> **REQUIRED ACTION**:
Among the entries below, tally the lines that include "shrub", and give the number alone.

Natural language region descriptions
▶

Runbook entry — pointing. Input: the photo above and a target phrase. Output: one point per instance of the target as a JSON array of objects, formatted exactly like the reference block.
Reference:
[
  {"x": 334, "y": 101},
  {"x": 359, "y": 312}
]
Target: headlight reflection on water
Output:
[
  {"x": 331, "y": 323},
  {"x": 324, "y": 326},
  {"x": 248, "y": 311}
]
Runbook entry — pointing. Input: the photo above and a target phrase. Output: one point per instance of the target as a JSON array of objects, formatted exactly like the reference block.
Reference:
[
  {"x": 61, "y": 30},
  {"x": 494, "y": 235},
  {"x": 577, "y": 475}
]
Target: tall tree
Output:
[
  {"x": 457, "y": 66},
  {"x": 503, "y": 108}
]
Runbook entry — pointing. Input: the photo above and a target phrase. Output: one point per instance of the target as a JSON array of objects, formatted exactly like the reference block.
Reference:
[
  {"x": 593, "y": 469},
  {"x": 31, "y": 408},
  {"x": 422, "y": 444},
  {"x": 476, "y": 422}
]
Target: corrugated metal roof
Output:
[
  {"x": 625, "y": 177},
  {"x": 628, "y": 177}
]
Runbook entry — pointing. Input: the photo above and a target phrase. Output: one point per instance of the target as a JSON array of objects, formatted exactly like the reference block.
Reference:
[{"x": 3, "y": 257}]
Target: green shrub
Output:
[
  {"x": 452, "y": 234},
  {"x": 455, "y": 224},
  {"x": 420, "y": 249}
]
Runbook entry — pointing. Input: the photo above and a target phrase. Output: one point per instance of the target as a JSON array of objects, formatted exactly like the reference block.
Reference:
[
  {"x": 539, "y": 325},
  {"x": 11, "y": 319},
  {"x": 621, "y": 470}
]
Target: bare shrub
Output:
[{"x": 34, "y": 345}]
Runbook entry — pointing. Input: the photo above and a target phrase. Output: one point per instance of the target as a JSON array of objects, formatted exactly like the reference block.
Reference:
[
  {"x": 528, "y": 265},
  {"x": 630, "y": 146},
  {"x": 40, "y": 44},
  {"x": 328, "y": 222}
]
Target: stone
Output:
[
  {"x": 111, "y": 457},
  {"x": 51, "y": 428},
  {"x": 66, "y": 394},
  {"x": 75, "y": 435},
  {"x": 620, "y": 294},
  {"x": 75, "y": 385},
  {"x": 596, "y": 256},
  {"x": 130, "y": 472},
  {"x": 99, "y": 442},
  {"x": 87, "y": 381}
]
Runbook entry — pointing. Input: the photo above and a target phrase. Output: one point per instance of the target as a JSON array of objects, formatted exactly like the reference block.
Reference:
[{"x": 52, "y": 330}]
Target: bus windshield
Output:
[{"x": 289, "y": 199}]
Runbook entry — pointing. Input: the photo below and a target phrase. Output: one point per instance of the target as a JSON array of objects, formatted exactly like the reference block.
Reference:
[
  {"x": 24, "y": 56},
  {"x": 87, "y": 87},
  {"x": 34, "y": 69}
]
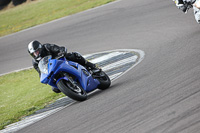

◀

> **WRITTEN RESPONSE**:
2